• Action item
Lines containing the string "target": how many are there below? Answer with the number only.

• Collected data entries
§

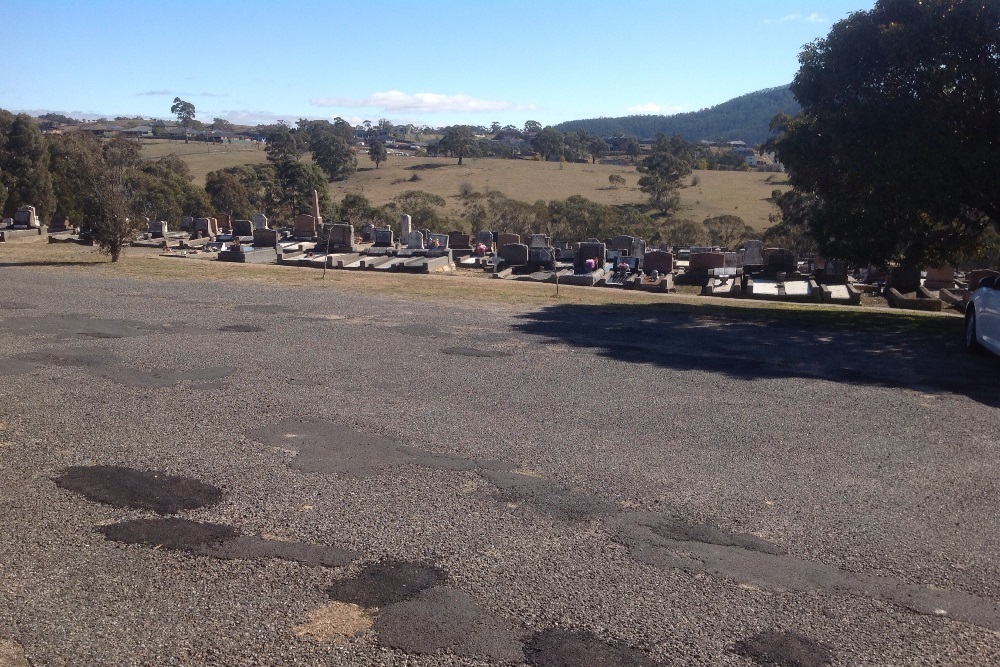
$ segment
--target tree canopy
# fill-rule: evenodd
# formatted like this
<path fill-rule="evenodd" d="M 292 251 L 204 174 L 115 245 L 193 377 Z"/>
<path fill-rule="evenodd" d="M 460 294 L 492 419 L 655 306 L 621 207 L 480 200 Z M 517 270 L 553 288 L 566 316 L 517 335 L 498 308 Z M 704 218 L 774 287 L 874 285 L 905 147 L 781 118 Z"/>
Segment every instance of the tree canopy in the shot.
<path fill-rule="evenodd" d="M 1000 3 L 879 0 L 799 62 L 774 147 L 824 254 L 940 263 L 1000 223 Z"/>
<path fill-rule="evenodd" d="M 680 135 L 656 135 L 649 155 L 639 163 L 639 189 L 649 195 L 649 203 L 664 213 L 676 208 L 681 179 L 691 173 L 694 153 L 691 144 Z"/>

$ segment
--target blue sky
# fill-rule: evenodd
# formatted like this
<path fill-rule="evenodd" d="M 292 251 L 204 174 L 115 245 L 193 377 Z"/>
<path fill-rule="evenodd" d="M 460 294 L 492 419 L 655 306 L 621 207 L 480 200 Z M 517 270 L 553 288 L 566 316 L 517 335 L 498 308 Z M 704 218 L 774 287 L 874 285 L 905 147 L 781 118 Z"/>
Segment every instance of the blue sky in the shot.
<path fill-rule="evenodd" d="M 255 124 L 522 126 L 789 83 L 874 0 L 0 0 L 0 108 Z M 15 37 L 16 36 L 16 37 Z"/>

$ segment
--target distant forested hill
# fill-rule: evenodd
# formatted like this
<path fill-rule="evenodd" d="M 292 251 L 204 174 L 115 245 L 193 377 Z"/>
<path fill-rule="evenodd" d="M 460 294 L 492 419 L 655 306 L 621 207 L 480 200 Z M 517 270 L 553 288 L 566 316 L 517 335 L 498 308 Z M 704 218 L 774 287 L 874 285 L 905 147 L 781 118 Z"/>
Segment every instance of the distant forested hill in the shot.
<path fill-rule="evenodd" d="M 788 86 L 758 90 L 723 102 L 709 109 L 679 113 L 673 116 L 624 116 L 622 118 L 591 118 L 570 120 L 556 125 L 560 132 L 587 130 L 609 137 L 619 132 L 650 139 L 657 132 L 680 134 L 688 141 L 735 141 L 750 145 L 763 143 L 771 137 L 768 124 L 776 113 L 789 115 L 800 111 L 799 103 Z"/>

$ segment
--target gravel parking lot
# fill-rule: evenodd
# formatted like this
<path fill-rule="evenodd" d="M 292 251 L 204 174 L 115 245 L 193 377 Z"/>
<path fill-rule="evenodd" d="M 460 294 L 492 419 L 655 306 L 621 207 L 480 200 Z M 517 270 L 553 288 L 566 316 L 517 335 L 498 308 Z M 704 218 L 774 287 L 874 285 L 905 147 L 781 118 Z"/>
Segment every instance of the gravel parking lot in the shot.
<path fill-rule="evenodd" d="M 0 666 L 1000 656 L 957 318 L 0 276 Z"/>

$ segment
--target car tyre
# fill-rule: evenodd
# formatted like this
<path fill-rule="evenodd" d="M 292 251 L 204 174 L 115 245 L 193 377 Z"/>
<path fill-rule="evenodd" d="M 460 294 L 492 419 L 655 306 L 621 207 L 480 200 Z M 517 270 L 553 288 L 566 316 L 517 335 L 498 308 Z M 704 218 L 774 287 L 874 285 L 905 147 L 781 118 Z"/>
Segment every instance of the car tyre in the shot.
<path fill-rule="evenodd" d="M 976 339 L 976 311 L 974 308 L 969 308 L 965 314 L 965 350 L 972 354 L 983 351 L 983 346 Z"/>

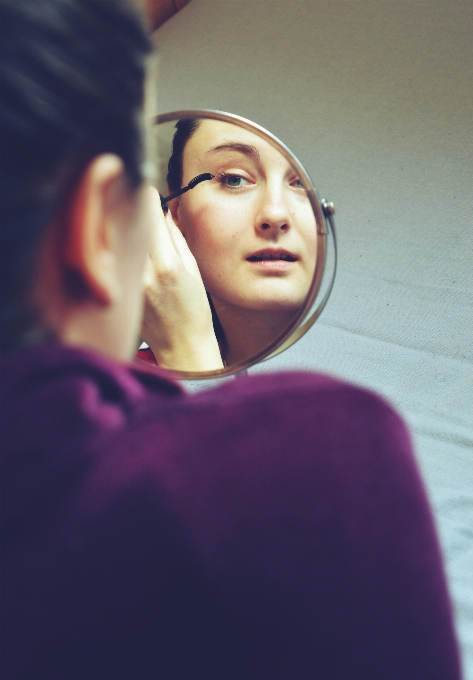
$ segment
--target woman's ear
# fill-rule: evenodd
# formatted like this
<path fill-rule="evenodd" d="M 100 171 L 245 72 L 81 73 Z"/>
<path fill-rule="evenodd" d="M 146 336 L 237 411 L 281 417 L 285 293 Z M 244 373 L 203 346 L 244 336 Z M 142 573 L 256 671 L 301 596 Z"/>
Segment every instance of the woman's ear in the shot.
<path fill-rule="evenodd" d="M 87 166 L 68 206 L 66 277 L 75 282 L 76 295 L 105 307 L 121 294 L 117 246 L 124 186 L 122 160 L 102 154 Z"/>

§

• Response
6